## TASK DESCRIPTION
The answer must be one number: how many lines below contain the word "dish".

## Referring expression data
Content starts
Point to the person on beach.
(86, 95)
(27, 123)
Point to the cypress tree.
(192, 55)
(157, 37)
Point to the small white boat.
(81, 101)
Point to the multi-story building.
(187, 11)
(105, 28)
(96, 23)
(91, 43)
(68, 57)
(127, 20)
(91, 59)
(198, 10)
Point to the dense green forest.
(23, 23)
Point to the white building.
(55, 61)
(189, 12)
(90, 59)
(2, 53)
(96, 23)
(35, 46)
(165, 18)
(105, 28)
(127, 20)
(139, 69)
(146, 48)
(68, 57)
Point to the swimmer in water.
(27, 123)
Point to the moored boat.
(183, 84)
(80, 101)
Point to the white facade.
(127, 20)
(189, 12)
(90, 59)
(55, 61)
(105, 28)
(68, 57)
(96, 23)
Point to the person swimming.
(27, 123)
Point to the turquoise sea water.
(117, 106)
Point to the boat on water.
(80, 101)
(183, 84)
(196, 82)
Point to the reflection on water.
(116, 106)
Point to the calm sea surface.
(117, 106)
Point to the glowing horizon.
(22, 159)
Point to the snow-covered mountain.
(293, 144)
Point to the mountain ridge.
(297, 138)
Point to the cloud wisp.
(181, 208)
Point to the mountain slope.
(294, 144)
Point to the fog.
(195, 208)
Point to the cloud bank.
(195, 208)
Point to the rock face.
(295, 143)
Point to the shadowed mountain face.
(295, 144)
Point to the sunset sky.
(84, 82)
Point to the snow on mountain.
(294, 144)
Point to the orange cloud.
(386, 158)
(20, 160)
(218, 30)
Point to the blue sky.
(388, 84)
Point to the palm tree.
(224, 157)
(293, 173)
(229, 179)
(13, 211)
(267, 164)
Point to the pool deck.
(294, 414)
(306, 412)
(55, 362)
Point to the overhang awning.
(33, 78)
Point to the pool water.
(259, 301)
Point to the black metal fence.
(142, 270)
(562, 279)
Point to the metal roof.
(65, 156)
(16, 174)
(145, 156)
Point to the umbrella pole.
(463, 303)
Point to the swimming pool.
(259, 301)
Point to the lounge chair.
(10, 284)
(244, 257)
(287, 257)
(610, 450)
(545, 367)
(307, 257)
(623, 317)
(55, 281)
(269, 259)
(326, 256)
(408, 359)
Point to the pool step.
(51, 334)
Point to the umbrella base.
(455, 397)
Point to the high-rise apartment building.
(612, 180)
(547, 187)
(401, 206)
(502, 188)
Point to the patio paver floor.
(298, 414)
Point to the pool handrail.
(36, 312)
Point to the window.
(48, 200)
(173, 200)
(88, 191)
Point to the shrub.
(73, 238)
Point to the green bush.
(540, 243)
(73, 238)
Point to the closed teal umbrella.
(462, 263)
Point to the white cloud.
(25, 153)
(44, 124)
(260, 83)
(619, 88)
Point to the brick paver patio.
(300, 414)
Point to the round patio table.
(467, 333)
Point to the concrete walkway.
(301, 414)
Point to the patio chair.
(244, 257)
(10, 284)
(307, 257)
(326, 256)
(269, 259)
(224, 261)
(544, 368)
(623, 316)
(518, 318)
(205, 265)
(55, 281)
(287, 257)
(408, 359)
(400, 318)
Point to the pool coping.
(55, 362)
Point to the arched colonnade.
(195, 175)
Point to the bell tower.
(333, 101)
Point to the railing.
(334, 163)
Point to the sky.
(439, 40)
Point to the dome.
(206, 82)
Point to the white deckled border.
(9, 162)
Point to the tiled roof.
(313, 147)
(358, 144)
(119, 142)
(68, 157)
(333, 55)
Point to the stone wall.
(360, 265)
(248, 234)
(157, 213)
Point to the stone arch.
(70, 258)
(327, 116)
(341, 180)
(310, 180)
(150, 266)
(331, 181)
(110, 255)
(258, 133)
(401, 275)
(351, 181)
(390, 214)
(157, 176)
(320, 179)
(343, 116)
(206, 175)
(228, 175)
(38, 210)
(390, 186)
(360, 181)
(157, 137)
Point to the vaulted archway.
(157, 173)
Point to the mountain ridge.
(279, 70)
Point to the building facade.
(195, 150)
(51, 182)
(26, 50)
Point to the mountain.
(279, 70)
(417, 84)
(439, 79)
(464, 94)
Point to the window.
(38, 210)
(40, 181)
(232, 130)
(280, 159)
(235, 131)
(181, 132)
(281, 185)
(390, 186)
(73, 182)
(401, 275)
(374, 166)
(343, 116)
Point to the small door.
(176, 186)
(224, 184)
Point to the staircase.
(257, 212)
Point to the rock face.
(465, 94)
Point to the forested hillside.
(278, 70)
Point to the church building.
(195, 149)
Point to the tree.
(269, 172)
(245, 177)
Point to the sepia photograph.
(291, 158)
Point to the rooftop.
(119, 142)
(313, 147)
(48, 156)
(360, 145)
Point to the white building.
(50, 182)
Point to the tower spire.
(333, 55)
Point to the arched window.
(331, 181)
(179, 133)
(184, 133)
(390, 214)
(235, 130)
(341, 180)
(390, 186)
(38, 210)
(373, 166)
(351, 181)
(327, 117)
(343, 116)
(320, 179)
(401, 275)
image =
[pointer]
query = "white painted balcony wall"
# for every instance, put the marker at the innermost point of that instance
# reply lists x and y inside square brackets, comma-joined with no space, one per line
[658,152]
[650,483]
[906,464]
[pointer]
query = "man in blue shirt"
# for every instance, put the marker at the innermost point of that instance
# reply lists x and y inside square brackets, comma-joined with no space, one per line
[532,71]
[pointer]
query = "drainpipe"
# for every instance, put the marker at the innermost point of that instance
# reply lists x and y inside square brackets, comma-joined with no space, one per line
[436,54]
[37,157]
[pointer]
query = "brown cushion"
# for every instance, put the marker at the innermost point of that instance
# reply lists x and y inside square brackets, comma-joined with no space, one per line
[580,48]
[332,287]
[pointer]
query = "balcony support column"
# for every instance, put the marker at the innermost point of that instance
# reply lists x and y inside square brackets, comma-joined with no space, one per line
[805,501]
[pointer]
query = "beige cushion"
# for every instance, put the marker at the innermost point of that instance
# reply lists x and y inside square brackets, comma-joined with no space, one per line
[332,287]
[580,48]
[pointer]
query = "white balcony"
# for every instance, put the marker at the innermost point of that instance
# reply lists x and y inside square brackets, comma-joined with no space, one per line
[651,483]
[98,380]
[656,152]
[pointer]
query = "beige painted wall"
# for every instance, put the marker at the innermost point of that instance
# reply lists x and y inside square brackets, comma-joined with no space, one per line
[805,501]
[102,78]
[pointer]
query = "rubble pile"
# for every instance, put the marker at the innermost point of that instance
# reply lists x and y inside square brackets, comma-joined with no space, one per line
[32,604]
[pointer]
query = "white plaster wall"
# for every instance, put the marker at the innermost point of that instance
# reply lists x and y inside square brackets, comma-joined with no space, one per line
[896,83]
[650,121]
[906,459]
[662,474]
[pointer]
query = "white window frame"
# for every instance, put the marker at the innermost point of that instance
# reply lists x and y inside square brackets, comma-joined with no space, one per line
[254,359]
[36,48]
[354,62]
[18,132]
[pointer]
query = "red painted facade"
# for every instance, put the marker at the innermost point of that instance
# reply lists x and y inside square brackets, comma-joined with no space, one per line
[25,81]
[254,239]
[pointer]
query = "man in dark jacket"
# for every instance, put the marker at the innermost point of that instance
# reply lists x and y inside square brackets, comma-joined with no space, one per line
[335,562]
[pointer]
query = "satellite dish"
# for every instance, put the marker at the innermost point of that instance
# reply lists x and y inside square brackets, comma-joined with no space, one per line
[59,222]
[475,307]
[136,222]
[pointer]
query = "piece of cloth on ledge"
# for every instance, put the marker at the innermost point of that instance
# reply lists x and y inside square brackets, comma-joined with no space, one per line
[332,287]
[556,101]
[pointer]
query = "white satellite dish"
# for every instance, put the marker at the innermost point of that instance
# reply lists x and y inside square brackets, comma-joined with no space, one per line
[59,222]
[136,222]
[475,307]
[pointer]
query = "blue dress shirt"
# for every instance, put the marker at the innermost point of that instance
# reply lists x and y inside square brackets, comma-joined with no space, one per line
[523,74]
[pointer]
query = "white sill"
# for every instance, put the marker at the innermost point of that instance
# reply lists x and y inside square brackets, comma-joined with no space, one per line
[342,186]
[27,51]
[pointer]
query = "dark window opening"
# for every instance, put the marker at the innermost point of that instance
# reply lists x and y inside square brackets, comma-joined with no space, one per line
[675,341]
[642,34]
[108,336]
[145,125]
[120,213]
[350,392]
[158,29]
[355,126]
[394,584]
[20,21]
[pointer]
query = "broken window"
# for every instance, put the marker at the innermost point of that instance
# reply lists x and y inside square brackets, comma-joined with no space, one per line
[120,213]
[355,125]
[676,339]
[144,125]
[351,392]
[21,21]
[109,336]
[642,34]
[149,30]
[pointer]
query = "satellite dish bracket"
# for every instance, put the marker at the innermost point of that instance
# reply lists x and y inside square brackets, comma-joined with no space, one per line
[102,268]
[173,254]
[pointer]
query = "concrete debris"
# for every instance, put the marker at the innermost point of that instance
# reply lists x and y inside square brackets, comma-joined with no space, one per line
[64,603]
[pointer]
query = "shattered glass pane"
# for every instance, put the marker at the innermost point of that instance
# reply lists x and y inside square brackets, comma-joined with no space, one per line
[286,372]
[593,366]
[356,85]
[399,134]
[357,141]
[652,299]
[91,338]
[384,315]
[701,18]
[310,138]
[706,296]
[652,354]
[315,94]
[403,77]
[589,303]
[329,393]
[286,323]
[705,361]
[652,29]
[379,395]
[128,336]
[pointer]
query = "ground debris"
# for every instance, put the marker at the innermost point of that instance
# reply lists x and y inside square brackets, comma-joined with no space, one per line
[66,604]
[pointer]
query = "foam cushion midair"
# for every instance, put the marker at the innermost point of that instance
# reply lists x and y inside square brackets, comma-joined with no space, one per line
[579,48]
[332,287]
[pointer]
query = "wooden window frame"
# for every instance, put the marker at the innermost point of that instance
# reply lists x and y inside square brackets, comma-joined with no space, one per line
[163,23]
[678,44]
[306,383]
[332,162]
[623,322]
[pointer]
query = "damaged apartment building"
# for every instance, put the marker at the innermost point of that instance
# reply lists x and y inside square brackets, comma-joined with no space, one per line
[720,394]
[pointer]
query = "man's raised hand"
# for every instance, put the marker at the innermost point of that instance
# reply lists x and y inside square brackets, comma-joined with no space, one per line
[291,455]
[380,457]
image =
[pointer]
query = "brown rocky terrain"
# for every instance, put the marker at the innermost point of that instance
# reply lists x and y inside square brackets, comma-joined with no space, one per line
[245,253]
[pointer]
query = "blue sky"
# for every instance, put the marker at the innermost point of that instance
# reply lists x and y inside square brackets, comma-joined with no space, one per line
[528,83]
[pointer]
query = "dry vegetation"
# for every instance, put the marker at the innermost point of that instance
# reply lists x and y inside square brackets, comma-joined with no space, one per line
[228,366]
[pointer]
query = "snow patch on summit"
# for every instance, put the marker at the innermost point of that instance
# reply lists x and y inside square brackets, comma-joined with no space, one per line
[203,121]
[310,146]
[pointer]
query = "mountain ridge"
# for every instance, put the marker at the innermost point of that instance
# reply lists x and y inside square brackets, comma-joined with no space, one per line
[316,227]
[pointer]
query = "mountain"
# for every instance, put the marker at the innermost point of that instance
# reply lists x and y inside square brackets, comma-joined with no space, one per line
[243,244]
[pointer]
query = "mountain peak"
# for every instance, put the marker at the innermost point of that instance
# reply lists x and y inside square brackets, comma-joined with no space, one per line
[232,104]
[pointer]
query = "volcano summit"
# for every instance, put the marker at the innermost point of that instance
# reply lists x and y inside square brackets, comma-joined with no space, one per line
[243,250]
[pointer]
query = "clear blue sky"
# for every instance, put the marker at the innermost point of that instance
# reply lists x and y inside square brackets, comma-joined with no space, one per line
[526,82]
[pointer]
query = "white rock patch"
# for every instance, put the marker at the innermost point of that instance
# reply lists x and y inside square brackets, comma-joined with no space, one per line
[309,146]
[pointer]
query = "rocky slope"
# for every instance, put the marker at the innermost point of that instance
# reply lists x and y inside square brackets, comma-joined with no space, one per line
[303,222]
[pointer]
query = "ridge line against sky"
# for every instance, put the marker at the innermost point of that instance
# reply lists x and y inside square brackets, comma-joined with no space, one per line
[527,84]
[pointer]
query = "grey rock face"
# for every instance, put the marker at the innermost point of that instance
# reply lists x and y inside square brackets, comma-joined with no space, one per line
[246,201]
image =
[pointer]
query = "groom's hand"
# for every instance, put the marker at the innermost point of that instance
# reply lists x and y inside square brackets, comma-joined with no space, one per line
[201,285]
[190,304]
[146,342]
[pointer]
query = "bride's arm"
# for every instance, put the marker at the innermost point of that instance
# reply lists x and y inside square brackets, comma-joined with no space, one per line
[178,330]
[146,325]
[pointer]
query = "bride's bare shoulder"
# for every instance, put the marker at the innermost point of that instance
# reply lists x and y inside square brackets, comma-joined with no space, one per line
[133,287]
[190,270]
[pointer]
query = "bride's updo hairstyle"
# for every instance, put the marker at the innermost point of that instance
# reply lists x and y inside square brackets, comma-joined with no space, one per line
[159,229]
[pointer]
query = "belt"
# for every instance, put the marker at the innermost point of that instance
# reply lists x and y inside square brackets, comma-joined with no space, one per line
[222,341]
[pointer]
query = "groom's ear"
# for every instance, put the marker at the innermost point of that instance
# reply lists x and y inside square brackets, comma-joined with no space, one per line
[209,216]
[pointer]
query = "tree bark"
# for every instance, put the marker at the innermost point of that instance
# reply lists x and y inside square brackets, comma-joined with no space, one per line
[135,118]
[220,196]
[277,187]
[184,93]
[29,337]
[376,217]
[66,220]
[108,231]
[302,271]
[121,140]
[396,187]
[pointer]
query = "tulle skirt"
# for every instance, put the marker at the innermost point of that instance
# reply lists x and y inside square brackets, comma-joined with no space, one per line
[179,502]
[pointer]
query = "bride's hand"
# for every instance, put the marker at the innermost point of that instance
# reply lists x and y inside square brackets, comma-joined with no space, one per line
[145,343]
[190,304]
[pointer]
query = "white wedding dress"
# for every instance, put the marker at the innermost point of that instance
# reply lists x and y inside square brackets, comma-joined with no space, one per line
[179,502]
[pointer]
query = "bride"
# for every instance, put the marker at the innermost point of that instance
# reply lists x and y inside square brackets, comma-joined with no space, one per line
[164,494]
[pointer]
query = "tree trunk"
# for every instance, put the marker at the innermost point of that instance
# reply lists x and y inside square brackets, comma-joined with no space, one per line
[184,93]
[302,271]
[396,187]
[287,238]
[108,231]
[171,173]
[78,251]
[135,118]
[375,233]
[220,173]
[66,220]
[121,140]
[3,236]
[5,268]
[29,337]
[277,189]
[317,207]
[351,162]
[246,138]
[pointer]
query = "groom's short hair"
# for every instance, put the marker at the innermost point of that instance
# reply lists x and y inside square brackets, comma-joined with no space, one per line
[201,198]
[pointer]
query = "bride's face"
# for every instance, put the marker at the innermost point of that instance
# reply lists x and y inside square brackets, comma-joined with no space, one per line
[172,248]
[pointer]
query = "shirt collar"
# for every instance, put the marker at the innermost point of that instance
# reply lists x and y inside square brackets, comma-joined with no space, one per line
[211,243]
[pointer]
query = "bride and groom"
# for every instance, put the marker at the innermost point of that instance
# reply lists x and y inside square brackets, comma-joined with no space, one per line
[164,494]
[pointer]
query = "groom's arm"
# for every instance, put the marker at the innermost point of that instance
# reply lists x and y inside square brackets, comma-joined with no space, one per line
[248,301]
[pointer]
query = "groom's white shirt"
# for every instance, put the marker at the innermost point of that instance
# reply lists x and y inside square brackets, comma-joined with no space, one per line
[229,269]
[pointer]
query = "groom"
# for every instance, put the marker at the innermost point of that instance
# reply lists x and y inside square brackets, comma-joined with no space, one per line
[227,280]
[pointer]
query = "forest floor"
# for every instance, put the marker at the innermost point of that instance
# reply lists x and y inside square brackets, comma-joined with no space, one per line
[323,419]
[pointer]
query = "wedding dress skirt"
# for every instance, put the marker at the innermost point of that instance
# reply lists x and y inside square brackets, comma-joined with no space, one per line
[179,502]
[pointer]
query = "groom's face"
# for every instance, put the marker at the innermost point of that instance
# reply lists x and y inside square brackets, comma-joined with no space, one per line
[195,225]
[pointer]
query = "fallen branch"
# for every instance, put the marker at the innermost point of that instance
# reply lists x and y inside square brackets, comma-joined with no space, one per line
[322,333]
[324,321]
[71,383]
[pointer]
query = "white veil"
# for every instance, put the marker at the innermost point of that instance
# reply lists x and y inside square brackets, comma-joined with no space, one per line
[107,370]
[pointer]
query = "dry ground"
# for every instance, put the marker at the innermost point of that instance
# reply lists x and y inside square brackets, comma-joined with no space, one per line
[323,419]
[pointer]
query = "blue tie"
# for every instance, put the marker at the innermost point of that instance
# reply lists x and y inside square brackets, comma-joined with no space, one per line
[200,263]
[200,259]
Content ends
## RESPONSE TO THE TASK
3